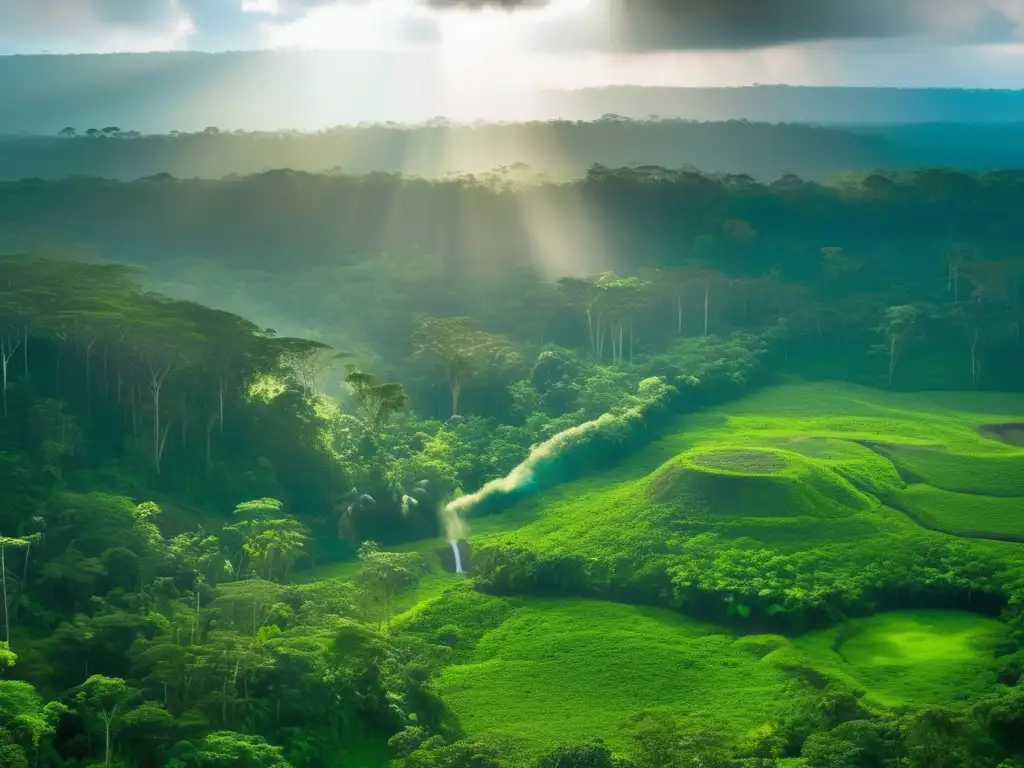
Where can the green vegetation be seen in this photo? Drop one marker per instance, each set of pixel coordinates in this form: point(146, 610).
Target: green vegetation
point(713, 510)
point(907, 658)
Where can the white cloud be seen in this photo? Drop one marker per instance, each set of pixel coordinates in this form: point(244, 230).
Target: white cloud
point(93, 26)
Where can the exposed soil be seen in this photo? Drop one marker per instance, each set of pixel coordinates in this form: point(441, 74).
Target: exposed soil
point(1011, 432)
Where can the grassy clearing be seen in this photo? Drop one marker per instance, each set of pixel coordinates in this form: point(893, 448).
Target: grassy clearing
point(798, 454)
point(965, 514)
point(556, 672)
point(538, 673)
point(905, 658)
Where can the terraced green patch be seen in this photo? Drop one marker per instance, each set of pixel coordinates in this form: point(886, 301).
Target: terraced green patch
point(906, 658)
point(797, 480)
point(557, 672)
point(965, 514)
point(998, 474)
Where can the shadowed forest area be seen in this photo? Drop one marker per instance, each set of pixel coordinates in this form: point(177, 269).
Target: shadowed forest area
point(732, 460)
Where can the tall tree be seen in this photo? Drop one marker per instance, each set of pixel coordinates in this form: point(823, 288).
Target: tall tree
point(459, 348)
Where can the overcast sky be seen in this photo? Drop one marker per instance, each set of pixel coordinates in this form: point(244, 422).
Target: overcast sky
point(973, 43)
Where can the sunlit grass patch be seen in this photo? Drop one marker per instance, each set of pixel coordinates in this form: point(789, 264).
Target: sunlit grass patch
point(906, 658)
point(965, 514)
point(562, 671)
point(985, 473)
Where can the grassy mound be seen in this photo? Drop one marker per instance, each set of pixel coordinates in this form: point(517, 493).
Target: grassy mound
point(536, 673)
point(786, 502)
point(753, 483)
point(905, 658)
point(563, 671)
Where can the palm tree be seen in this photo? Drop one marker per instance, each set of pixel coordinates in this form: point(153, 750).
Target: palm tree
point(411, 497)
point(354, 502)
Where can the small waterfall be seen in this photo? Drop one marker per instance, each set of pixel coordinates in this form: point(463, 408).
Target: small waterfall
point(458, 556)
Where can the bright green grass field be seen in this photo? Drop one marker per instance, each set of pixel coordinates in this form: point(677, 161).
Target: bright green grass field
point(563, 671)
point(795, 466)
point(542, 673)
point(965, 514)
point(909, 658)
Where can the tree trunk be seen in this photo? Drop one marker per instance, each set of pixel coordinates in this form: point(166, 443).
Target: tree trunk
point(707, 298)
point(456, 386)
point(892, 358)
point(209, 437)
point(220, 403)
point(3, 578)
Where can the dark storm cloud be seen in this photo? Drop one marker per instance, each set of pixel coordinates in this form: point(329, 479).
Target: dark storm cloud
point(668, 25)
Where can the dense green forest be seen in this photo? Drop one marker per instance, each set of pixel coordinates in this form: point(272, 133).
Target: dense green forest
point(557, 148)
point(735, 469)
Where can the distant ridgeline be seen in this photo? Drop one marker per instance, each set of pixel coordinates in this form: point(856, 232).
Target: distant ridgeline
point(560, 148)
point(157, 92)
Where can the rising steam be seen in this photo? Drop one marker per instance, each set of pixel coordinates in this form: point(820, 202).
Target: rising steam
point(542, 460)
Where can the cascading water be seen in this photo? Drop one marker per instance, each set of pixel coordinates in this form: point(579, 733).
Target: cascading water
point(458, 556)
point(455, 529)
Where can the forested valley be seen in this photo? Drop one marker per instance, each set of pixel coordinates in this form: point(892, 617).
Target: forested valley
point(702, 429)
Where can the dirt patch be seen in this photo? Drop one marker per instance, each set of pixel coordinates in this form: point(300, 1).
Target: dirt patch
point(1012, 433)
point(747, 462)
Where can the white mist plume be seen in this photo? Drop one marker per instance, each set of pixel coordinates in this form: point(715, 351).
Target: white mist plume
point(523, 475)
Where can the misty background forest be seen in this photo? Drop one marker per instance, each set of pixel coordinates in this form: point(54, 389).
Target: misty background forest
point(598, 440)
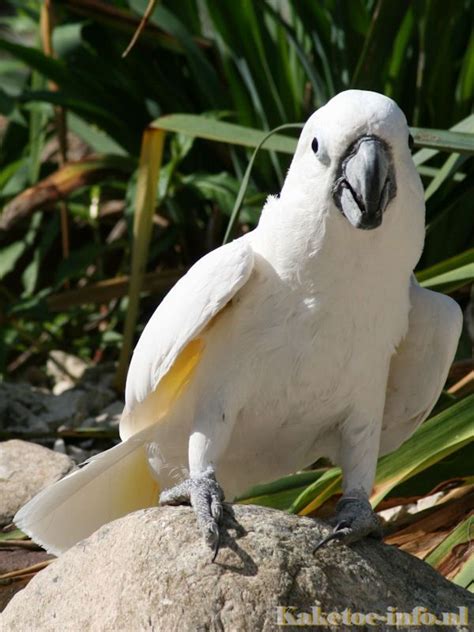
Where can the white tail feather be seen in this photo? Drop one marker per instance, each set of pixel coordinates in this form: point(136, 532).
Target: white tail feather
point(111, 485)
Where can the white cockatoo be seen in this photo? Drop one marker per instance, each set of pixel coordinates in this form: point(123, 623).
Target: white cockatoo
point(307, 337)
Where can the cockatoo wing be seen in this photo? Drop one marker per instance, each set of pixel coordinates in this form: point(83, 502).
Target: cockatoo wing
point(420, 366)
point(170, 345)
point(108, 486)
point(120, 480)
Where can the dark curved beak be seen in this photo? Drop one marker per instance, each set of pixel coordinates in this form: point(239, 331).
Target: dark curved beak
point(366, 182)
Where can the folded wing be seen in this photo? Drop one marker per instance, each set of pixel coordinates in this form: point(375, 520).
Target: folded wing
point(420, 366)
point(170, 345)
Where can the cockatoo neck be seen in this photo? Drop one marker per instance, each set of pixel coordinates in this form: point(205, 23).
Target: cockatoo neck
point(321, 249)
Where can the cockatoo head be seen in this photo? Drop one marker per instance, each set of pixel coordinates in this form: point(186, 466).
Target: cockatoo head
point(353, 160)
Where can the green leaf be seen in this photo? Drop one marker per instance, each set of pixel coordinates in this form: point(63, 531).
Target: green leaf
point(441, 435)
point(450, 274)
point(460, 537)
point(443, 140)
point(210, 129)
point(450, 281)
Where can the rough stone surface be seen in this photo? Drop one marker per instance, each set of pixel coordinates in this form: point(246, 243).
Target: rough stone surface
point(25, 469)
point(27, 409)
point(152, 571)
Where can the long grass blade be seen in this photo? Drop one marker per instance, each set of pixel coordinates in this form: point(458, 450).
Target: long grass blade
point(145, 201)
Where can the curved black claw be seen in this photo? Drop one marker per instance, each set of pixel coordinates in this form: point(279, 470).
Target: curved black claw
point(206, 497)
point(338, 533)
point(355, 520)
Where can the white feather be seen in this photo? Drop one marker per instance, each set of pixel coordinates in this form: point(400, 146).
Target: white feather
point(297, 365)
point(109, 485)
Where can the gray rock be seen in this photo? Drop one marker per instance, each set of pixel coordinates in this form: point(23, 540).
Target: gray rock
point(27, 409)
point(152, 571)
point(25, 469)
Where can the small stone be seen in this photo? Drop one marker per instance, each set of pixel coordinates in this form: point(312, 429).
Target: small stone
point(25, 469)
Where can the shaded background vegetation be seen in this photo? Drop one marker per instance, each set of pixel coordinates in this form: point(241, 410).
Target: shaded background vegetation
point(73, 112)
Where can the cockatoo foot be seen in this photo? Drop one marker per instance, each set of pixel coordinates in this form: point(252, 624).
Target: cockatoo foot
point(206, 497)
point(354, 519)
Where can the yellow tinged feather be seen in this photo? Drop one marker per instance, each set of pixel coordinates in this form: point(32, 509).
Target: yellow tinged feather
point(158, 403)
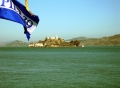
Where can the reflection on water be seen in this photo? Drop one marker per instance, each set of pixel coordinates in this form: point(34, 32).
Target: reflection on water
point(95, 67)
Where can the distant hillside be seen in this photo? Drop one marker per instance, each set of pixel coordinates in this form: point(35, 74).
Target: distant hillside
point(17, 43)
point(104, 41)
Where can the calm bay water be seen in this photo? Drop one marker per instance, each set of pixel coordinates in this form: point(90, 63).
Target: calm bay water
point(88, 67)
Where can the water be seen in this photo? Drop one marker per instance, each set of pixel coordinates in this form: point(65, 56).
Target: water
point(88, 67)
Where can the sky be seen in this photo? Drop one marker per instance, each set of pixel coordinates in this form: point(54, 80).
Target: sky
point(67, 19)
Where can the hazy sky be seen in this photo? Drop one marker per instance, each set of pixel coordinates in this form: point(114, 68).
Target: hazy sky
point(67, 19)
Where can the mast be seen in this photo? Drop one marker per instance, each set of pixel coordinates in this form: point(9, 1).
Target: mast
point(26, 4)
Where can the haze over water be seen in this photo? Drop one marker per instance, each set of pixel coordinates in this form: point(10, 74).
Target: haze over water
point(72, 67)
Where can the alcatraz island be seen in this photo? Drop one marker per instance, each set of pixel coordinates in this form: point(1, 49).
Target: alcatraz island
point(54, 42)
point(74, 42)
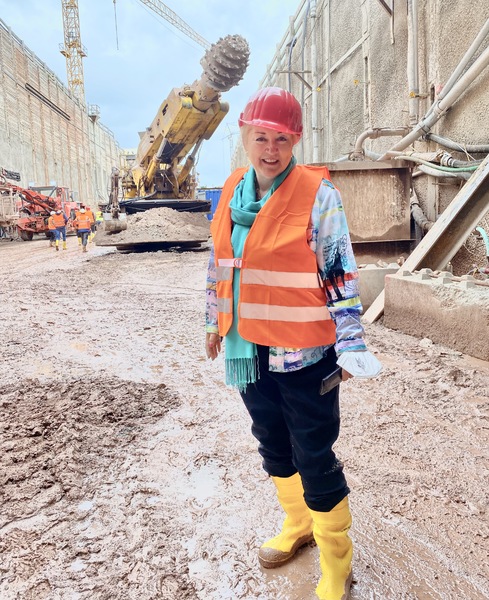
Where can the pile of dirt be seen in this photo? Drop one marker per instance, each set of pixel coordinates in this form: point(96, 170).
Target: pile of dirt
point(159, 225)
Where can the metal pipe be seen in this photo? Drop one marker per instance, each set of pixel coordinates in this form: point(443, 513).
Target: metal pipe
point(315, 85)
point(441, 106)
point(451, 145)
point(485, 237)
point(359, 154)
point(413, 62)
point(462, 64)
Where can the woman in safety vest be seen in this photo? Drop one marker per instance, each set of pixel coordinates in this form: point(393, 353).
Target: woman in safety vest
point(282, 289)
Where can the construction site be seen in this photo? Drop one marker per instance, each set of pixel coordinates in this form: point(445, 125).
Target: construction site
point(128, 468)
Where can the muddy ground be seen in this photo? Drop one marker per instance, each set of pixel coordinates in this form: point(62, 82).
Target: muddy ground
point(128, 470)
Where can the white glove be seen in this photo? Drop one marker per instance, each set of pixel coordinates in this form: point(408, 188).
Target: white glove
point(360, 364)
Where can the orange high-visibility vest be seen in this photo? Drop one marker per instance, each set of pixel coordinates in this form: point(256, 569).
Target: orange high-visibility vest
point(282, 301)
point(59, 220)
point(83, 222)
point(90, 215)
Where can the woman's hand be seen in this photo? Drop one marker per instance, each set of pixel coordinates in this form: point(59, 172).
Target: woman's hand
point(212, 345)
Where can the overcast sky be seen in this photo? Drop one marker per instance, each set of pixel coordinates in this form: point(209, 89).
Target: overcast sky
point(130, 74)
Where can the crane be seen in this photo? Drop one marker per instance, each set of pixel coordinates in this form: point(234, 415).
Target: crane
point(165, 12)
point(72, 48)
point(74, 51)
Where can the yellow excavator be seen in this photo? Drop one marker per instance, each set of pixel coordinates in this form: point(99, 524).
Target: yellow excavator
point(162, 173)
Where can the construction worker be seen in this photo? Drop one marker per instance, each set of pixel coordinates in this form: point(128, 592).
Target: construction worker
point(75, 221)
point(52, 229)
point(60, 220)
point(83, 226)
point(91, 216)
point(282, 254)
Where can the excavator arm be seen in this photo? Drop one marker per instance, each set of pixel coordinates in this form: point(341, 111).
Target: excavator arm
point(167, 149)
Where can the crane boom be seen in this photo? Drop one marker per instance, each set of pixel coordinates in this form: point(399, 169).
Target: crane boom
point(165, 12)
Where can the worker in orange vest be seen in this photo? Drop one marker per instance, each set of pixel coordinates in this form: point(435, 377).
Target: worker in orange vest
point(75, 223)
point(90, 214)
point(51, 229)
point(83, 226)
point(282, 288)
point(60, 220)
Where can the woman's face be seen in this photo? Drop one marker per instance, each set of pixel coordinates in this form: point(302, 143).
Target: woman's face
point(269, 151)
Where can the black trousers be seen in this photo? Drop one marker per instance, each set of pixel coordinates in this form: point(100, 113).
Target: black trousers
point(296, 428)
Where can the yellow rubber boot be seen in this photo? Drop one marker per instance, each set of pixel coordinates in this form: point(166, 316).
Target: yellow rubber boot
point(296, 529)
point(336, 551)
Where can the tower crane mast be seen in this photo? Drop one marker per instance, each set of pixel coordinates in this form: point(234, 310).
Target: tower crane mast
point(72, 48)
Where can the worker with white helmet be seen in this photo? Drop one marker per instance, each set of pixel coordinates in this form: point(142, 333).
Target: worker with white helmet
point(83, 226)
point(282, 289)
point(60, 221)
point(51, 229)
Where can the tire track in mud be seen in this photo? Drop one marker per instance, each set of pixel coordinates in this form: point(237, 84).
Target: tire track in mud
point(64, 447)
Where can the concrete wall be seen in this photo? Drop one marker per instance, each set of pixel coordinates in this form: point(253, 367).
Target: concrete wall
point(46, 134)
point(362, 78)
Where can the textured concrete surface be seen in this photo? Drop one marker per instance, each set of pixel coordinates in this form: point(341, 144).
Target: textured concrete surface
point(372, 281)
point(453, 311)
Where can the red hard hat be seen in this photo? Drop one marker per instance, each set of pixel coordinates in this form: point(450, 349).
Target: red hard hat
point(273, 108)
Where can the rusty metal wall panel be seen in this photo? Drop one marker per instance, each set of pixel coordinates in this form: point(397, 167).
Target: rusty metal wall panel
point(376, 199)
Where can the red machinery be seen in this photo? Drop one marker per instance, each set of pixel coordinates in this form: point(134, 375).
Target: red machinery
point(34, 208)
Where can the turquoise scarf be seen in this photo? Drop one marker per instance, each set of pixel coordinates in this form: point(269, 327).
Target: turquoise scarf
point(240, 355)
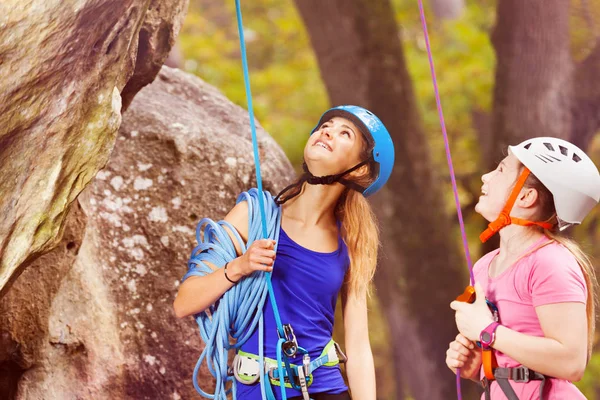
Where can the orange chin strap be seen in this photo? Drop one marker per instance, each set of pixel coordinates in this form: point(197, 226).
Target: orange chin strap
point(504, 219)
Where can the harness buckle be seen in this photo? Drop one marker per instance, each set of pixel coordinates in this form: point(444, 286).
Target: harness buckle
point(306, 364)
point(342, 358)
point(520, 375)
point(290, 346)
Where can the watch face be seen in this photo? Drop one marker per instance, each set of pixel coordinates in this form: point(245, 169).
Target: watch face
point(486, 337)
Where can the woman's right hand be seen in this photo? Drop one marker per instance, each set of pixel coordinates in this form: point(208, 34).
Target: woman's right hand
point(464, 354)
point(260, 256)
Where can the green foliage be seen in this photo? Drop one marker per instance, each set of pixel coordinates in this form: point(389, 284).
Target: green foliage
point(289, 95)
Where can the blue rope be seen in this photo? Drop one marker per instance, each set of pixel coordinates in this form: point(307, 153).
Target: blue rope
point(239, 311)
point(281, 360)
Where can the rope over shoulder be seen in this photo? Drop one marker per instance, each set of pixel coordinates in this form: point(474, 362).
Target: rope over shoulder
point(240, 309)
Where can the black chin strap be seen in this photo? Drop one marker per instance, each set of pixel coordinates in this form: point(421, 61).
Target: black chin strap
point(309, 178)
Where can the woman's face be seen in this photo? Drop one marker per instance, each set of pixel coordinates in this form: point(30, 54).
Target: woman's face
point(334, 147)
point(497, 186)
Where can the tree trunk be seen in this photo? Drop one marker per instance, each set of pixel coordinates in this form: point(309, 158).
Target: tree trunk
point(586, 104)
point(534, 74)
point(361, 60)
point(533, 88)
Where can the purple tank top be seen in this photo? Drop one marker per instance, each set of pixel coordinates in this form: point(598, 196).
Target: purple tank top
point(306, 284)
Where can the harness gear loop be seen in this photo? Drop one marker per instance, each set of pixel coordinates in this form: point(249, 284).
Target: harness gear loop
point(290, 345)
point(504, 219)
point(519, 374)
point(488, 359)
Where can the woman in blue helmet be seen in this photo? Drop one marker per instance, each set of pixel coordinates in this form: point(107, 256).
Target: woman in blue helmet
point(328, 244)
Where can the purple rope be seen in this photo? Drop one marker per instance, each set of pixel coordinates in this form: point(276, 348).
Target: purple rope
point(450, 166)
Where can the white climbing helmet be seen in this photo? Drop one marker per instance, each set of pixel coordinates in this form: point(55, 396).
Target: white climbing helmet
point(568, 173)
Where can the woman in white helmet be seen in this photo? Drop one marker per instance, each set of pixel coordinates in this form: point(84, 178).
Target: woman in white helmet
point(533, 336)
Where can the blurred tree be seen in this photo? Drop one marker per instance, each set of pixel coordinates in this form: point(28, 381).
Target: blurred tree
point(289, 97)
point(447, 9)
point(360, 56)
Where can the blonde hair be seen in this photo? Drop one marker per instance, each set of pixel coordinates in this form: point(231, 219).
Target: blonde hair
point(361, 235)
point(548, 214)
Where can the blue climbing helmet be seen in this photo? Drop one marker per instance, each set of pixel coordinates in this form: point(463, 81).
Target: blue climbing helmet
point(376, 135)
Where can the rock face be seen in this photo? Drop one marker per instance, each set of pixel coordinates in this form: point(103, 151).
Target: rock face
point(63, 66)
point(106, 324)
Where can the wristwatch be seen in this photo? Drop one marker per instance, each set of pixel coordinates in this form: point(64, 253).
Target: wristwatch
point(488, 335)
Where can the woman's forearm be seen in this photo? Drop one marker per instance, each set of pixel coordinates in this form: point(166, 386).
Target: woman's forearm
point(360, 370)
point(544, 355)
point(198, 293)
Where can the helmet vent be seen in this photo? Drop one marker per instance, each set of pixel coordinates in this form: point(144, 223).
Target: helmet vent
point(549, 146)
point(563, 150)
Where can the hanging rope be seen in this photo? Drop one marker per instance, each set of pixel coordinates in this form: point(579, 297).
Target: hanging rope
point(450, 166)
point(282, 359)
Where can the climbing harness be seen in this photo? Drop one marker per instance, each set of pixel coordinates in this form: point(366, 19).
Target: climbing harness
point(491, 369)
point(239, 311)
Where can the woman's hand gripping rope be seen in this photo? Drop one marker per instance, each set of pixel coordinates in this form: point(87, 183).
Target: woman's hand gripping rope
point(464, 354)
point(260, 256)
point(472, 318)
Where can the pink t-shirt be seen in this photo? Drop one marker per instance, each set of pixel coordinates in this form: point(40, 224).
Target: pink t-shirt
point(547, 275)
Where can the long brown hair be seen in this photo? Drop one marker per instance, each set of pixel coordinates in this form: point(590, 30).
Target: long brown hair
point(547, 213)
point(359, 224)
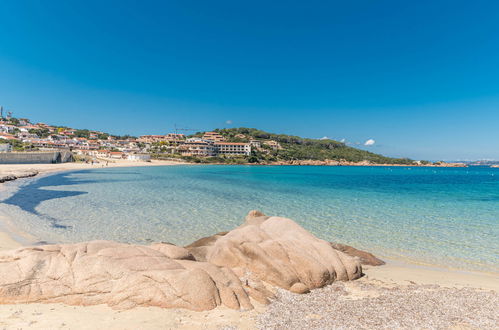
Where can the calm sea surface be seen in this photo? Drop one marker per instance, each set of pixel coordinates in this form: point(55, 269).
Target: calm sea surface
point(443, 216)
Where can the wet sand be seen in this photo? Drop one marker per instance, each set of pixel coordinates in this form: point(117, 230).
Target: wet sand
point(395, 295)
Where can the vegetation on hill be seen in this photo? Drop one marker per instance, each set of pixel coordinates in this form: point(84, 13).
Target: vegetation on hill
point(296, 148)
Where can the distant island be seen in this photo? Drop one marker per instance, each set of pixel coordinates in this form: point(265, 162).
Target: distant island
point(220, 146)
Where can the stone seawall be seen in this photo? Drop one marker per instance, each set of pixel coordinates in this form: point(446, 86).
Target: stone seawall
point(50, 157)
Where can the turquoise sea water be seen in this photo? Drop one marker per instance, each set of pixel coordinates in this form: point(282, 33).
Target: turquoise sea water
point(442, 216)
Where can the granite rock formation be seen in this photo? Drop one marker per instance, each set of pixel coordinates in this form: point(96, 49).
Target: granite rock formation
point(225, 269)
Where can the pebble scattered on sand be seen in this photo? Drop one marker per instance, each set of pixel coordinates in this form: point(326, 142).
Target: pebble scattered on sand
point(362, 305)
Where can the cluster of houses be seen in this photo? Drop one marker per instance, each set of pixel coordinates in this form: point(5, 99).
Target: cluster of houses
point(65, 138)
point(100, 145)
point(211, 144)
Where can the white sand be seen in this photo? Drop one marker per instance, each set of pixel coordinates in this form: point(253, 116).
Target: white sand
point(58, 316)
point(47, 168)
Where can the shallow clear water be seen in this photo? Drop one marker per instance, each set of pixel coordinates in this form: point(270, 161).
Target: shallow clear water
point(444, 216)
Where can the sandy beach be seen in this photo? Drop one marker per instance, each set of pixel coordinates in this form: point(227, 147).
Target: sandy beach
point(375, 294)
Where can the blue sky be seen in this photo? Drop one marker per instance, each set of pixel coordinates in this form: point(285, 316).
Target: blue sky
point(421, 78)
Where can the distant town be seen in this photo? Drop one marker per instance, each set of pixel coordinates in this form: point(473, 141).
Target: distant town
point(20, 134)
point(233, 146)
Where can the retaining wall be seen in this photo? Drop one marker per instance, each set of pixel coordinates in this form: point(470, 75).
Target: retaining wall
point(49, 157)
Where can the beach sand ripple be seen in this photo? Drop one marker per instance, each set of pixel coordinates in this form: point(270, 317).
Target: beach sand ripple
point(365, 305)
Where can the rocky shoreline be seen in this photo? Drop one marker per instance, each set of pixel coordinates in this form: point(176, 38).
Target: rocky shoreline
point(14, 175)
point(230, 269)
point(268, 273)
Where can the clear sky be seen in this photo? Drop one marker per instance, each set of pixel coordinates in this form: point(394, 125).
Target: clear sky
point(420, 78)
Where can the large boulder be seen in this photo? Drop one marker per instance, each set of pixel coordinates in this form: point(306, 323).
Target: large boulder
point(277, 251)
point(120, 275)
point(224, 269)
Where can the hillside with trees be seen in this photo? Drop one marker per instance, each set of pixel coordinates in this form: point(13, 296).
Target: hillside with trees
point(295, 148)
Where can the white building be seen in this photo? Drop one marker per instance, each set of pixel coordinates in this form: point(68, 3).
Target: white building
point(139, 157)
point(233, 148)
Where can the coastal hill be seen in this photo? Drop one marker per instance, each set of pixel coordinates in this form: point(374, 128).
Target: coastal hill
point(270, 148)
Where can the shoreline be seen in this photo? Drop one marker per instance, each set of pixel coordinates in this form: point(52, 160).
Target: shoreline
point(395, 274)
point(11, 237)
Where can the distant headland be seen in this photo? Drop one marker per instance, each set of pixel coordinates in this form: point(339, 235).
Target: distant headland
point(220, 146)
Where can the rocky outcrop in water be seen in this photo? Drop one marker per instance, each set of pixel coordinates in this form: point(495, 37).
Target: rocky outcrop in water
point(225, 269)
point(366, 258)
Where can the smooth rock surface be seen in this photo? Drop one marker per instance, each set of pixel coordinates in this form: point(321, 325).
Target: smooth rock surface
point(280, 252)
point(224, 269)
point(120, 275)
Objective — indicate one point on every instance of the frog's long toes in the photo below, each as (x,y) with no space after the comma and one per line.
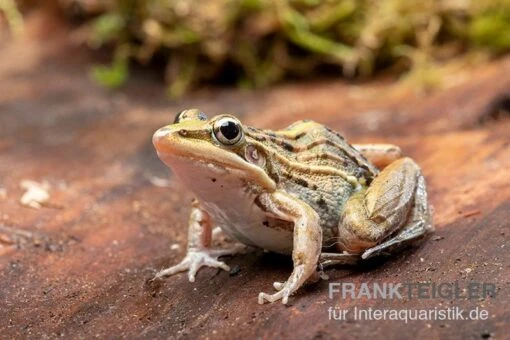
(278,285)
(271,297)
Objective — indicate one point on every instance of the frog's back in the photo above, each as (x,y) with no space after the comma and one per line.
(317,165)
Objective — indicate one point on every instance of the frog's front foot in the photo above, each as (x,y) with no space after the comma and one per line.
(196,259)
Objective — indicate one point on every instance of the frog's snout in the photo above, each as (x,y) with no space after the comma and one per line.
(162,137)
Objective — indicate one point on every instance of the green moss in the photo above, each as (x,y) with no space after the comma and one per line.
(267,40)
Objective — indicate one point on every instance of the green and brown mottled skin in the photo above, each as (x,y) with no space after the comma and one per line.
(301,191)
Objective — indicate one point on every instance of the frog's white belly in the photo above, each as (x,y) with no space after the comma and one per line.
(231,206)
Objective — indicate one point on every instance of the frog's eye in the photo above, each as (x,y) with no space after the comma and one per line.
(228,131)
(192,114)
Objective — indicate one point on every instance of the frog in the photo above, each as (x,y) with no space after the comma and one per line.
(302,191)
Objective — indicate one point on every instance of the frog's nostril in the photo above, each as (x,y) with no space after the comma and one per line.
==*==
■ Task to complete ■
Render the lines of the listing above, from the line with "Where can the red hard" through the line with "point(376, 199)", both included, as a JSON list of strings with one string per line and no blank lines.

■ Output for this exercise ■
[
  "Where can the red hard hat be seen in this photo? Drop one marker per instance, each set of pixel coordinates in this form: point(450, 349).",
  "Target: red hard hat",
  "point(273, 108)",
  "Where can the rusty metal wall panel be seen in this photo? Drop one marker per instance, each set of pixel coordinates in this form: point(397, 167).",
  "Target: rusty metal wall panel",
  "point(376, 199)"
]